• EXTRACT TO READ:
-- -- --
After this reader, you can appeal to the sense of competition by asking, ''Does anyone think they can make the next stanza even funnier?'' Continue through the whole poem like this. (Remind students to keep the reading appropriate.)
Do They Love Poetry Yet?
Hopefully, this exercise has drawn the students in and shown them that poetry isn't boring. If your class has too many shy students for this exercise, try having them read aloud in small groups.
Some other funny poems include:
- ''The Cremation of Sam McGee'' by Robert W. Service
- ''A Nightmare'' by W. S. Gilbert.
- ''Jabberwocky'' by Lewis Carroll
- ''Macavity, The Mystery Cat'' by T. S. Eliot
- ''The Song of Quoodle'' by G. K. Chesterton
You can do the same exercise with a few different poems, or you can spend a few days just going through one. But the heart of the exercise is this: make sure your students realize that poetry is fun and interesting. Once you have them hooked, they will give you more effort and more focus.
-- -- --
• PROVIDED DATA:
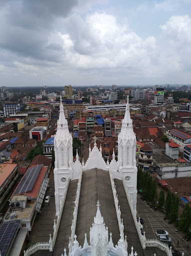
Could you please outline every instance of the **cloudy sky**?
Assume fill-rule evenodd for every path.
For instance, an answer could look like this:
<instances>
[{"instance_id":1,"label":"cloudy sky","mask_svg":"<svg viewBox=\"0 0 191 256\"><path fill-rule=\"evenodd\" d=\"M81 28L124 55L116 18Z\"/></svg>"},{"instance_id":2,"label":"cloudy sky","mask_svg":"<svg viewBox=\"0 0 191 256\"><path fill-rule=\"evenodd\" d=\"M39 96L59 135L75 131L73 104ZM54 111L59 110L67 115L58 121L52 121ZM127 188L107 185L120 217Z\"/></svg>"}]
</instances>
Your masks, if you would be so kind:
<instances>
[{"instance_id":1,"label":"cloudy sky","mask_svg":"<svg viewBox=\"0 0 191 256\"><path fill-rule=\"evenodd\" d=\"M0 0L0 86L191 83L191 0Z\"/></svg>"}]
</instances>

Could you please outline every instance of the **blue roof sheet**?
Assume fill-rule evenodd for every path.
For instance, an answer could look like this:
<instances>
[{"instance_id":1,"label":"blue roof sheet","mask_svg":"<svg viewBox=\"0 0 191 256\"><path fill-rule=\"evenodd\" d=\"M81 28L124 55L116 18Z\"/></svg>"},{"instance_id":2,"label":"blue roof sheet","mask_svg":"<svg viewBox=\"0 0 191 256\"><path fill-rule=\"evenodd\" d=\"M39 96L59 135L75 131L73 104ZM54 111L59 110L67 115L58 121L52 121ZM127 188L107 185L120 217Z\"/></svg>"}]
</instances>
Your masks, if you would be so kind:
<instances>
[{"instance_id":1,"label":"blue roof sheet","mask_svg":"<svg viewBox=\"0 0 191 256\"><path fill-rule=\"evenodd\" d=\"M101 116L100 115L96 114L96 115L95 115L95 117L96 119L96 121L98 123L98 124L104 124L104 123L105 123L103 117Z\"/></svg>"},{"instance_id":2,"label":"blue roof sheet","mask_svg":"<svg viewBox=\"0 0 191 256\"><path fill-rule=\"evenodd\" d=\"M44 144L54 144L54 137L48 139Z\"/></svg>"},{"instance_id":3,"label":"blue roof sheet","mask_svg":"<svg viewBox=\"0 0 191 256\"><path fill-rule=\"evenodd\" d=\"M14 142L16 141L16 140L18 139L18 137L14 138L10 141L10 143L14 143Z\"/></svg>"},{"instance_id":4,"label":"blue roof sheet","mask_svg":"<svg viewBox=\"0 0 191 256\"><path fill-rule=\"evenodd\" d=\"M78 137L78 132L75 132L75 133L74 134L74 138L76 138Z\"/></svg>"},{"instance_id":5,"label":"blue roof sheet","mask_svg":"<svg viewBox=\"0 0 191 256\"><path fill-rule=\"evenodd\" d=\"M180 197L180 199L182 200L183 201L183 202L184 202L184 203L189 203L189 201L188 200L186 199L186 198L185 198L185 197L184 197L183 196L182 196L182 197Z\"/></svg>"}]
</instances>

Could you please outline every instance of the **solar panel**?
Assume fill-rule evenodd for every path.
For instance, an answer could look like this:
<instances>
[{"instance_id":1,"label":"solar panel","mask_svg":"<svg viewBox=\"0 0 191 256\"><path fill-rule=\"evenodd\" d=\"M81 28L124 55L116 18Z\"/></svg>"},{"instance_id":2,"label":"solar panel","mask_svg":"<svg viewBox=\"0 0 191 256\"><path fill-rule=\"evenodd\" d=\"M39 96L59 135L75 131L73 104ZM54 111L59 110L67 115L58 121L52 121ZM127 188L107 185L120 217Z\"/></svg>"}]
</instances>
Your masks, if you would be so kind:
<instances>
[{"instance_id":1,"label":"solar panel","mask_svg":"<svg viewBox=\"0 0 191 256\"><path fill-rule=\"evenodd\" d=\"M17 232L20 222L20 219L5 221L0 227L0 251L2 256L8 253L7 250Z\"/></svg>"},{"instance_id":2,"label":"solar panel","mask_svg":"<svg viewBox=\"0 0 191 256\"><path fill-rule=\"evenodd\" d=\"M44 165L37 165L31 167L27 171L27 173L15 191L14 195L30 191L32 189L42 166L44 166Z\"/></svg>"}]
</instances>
-- -- --
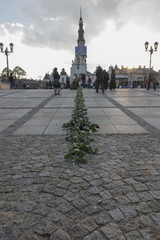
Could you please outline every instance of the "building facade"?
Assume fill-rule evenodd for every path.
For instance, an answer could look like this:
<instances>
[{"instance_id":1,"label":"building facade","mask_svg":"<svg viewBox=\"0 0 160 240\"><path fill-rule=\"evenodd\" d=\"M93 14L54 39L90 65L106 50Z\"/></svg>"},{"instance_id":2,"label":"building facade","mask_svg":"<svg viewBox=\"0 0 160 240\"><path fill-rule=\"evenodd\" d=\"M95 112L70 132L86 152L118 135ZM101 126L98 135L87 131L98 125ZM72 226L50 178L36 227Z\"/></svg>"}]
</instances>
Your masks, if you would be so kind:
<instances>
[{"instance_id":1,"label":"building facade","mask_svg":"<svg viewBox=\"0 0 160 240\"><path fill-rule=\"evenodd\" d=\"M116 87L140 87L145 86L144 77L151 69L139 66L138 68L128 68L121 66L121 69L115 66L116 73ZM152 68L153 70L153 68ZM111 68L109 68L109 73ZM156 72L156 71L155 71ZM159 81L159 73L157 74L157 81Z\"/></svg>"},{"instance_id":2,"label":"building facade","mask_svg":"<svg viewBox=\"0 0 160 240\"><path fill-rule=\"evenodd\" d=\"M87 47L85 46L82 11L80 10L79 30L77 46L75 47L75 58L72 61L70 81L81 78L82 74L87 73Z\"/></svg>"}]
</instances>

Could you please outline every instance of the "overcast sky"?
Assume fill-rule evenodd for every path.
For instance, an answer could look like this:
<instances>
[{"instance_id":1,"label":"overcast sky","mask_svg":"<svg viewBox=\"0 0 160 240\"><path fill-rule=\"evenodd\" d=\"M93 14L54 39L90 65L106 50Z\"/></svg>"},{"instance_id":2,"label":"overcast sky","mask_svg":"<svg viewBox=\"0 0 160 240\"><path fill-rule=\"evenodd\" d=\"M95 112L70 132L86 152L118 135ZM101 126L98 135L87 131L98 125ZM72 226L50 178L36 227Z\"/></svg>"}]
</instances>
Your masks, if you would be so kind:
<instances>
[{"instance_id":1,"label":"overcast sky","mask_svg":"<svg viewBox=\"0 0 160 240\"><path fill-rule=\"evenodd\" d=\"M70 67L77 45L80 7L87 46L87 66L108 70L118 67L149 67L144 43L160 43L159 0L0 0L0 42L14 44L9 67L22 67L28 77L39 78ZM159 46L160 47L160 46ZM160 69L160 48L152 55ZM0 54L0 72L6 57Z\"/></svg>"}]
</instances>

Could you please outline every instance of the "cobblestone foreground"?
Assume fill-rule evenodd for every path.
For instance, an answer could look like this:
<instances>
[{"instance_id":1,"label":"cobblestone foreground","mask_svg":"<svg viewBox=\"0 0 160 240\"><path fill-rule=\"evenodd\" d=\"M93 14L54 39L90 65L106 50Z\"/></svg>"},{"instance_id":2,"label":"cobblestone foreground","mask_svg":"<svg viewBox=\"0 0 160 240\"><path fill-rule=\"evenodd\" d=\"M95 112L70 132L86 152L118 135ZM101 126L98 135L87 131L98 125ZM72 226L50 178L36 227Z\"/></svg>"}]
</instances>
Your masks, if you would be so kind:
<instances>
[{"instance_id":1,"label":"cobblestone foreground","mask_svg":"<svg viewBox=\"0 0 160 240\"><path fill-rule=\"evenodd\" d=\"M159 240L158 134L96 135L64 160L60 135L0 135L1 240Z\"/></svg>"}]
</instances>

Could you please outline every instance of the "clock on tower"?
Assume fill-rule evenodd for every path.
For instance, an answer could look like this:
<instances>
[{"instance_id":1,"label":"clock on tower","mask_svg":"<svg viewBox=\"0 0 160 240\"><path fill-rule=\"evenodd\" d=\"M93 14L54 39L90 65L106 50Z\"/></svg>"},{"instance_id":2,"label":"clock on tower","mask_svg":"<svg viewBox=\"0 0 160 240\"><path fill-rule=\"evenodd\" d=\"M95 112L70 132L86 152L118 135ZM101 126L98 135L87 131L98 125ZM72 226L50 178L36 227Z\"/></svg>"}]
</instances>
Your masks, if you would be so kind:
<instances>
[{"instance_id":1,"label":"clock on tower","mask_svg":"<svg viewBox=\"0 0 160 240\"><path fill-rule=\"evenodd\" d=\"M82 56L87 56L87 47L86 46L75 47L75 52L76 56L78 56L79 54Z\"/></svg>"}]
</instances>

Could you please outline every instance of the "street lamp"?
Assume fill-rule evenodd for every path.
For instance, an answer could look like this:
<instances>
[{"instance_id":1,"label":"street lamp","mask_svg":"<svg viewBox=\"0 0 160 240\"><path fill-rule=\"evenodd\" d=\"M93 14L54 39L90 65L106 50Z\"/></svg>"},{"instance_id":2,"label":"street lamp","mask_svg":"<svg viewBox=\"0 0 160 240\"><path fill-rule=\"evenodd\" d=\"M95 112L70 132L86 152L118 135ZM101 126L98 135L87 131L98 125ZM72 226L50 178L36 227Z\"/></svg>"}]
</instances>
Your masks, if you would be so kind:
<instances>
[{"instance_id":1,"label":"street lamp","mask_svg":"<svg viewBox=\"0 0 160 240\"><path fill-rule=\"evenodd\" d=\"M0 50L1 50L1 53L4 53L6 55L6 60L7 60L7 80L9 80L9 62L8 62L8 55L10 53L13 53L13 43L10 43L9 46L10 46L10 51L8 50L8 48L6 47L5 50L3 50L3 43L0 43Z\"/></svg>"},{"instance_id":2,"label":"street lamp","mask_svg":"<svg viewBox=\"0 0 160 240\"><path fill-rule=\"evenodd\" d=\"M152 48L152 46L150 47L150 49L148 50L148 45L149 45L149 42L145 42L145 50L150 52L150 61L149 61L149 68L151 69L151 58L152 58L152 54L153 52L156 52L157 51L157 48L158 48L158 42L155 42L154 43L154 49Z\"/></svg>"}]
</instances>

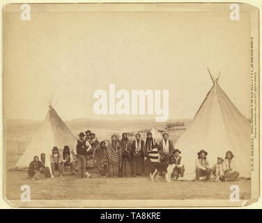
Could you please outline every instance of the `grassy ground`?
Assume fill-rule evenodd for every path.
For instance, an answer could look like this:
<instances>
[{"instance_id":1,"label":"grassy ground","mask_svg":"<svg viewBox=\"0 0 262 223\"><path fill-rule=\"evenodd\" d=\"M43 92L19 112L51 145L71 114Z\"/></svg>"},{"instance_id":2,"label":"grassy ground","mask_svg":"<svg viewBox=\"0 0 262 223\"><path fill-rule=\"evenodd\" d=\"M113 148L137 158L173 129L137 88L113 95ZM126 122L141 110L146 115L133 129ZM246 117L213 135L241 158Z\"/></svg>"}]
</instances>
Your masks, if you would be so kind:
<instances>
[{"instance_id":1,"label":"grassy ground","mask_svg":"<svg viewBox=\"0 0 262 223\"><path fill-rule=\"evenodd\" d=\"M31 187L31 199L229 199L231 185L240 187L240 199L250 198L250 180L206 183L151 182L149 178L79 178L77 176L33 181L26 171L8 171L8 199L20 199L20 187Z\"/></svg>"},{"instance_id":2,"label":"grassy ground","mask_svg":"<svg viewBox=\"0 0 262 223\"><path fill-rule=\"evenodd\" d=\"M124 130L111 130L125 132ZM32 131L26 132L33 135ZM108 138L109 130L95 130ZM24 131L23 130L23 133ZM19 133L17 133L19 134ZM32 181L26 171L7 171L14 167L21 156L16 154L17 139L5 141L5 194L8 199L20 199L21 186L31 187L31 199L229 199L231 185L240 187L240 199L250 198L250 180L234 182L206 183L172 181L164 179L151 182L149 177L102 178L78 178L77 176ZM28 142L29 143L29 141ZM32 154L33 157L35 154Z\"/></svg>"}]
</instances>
-- -- --
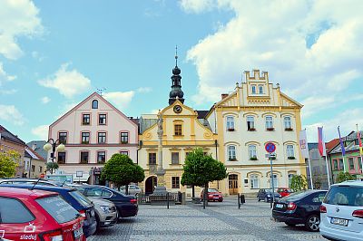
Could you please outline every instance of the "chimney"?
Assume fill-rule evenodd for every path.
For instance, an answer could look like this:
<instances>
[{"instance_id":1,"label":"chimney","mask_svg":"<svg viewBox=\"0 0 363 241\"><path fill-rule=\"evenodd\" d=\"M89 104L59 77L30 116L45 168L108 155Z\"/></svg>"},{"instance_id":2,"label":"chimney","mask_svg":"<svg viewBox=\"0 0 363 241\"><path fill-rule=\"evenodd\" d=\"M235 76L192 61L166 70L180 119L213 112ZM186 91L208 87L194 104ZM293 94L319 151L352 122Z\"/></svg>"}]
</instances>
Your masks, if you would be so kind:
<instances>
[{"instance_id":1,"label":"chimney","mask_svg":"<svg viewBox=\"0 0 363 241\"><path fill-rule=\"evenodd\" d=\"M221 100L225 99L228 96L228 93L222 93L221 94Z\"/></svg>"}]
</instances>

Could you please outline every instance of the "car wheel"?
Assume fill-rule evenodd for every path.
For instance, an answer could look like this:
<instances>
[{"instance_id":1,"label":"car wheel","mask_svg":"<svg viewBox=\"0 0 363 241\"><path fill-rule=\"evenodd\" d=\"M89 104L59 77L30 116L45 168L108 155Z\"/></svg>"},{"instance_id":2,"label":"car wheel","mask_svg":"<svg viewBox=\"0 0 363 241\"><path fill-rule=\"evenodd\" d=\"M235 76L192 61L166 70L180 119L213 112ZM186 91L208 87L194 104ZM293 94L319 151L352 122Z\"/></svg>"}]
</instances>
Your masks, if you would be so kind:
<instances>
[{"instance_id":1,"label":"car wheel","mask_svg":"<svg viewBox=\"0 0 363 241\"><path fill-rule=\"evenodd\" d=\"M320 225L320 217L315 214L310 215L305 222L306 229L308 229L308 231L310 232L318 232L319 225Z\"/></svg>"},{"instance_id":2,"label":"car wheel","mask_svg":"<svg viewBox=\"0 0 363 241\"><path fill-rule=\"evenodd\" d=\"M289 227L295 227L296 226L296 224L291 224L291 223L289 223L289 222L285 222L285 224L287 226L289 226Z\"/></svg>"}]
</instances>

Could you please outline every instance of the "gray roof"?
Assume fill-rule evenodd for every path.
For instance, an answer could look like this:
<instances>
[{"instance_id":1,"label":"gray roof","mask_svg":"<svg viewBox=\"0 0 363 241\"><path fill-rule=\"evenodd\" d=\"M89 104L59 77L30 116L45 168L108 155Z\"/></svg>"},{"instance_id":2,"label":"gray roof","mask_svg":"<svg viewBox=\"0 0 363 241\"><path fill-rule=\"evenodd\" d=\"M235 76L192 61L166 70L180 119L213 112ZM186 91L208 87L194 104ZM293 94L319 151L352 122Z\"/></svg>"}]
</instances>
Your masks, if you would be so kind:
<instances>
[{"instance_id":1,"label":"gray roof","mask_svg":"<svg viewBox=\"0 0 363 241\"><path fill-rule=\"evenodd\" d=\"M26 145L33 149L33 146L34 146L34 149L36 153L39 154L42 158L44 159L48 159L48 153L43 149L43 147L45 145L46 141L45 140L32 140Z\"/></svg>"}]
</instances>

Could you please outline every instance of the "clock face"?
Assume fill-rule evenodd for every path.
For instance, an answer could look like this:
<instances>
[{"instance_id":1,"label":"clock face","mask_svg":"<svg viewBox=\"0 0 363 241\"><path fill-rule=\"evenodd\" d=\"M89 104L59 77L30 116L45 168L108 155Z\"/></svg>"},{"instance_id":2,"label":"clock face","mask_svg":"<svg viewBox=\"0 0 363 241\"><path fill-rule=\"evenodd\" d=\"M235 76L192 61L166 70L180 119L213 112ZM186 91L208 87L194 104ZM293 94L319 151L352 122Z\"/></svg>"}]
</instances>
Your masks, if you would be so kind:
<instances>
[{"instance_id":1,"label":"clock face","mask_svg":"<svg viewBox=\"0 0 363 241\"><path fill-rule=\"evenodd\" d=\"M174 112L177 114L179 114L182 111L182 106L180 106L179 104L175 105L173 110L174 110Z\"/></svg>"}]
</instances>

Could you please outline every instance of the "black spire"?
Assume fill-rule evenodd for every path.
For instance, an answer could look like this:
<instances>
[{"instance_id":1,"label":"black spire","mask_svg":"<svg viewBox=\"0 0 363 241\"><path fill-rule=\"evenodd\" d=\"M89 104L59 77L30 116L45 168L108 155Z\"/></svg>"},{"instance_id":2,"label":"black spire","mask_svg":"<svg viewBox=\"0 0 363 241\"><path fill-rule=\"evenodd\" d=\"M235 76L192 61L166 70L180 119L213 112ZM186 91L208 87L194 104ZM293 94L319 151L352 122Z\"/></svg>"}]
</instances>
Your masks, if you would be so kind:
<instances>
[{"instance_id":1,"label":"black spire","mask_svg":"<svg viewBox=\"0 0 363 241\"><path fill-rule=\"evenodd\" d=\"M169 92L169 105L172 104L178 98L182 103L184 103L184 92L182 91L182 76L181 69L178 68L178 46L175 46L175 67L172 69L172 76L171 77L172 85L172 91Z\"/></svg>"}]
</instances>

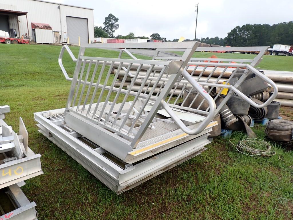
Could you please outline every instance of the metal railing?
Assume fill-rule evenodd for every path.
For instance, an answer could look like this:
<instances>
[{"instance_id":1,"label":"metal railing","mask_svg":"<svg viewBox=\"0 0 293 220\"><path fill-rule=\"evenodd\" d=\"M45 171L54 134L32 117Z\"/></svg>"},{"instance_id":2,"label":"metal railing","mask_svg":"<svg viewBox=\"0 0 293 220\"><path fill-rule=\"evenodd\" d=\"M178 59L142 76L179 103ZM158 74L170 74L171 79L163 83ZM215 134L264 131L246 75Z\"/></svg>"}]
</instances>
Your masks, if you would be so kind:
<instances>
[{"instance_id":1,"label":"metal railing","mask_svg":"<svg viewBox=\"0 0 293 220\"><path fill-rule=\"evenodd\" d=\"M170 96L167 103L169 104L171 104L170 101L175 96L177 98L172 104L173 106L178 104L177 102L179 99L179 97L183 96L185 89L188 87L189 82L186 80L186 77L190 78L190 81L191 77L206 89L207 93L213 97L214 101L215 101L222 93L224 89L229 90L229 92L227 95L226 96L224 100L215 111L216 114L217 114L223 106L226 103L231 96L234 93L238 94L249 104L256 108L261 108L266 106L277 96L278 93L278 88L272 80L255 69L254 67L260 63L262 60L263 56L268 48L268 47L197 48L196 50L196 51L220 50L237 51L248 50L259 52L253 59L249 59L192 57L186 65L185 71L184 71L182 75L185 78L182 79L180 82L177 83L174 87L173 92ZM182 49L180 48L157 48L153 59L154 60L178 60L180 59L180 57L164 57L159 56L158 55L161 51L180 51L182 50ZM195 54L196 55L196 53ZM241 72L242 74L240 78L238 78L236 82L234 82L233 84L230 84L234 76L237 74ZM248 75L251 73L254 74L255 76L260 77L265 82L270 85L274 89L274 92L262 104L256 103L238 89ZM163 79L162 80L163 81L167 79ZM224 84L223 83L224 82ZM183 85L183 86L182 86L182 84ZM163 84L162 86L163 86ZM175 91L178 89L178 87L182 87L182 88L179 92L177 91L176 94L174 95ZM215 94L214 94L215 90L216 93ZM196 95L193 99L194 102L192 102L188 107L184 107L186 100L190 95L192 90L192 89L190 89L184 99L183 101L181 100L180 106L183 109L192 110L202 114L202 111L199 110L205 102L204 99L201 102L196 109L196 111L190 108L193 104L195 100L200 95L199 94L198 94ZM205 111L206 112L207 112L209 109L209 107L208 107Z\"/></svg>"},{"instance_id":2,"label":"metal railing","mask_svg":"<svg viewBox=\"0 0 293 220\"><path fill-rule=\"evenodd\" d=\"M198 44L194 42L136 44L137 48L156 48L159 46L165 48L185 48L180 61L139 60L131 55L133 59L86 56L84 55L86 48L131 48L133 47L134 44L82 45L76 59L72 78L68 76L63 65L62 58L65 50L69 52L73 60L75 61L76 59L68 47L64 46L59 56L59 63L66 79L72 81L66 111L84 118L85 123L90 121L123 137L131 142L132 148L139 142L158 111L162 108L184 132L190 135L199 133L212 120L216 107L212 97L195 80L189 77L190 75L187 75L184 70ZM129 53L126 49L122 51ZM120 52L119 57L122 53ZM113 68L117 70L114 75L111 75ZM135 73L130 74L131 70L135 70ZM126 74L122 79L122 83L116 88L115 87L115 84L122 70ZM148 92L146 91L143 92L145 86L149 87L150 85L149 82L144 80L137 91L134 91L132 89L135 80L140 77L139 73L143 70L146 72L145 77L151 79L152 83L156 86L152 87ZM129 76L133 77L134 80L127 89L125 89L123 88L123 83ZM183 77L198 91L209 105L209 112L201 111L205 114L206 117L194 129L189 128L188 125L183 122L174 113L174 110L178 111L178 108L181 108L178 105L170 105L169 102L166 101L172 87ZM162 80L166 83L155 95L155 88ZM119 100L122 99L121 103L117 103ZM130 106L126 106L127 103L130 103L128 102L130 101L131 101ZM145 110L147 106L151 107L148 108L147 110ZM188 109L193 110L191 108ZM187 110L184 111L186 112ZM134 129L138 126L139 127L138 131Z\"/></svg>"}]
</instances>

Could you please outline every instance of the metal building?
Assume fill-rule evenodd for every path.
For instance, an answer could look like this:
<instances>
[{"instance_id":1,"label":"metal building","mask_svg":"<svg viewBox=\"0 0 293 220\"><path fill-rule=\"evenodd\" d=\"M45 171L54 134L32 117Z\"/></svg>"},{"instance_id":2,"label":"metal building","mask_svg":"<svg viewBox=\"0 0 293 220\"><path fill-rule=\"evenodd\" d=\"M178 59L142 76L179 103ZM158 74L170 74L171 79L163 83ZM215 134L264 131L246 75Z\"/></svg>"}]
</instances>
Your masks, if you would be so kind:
-- -- --
• PROBLEMS:
1) Find every line in the entries that contains the string "facade", with case counting, and copy each of those lines.
2) Proceed with the text on teaching poetry to students, picking up after its last sentence.
The text and the entries have no connection to each other.

• OUTPUTS IN ORDER:
1)
Could you please outline every instance of the "building facade"?
[{"instance_id":1,"label":"building facade","mask_svg":"<svg viewBox=\"0 0 160 240\"><path fill-rule=\"evenodd\" d=\"M93 14L54 39L90 65L106 50Z\"/></svg>"},{"instance_id":2,"label":"building facade","mask_svg":"<svg viewBox=\"0 0 160 240\"><path fill-rule=\"evenodd\" d=\"M95 112L70 132L86 152L118 135ZM101 126L98 135L87 131L98 125ZM72 226L50 178L36 227Z\"/></svg>"}]
[{"instance_id":1,"label":"building facade","mask_svg":"<svg viewBox=\"0 0 160 240\"><path fill-rule=\"evenodd\" d=\"M116 87L140 87L145 86L144 77L151 69L139 66L138 68L128 68L121 66L121 69L115 66L116 73ZM152 68L153 70L153 68ZM111 68L109 68L109 73ZM156 72L156 71L155 71ZM159 81L159 73L157 74L157 81Z\"/></svg>"},{"instance_id":2,"label":"building facade","mask_svg":"<svg viewBox=\"0 0 160 240\"><path fill-rule=\"evenodd\" d=\"M87 47L85 46L82 11L80 10L79 30L77 46L75 47L75 58L72 61L70 81L81 78L82 74L87 73Z\"/></svg>"}]

2)
''I Like Poems When They... ''
The next step is to get them thinking about what the poets are doing. At this point, your class can create a poetry toolbox. The poetry toolbox is a list of various techniques the students have recognized in poems they like. This is based on a technique described by Katie Wood Ray in Wondrous Words.
The first step in making your toolbox is drawing two columns on the board. One should be labeled ''Tools'' and the other ''Examples. ''
To create a poetry toolbox, have every student choose his or her favorite line (or pair of lines) from the poem. Tell them all to write down what the poet does in that line. Is it a surprising rhyme? An animal described like a person? The same letter at the beginning of every word?
You may want to model this exercise before your students begin. To model the action for the student, think out loud as you do the task on the board. You might say, ''My favorite line is 'If seven maids with seven mops....' I like it because the carpenter starts crying. That's funny because it's a wacky emotional response.'' Write ''wacky emotional response'' on the board under ''Tools'' and the poem's line on the board under ''Examples''
Once the students have done the same, have them share with you. Record the favorite line under ''Examples. '' Work with them to come up with a descriptive name for the tool they found. By the end of class, you should have a list of at least a dozen poetic techniques.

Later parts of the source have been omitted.